PROVIDED DATA.
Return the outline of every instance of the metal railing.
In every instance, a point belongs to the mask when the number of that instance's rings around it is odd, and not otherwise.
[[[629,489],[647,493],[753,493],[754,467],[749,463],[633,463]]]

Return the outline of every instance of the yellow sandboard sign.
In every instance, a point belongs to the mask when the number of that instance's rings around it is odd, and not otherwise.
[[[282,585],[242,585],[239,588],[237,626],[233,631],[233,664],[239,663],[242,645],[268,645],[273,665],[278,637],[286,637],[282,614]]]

WORK INSTRUCTIONS. Rewrite the listing starting at the line containing "Return the outline of every instance of the yellow" and ending at the last line of the listing, with "orange" in place of "yellow" and no other changes. Give only those lines.

RESPONSE FOR THIS EXERCISE.
Return the outline of every instance of the orange sandboard sign.
In every instance, a point belongs to the mask when the number of that instance's rings around it is odd, and not otherwise.
[[[282,585],[242,585],[239,588],[237,626],[233,631],[233,664],[239,663],[242,645],[268,645],[273,665],[278,637],[286,637],[282,614]]]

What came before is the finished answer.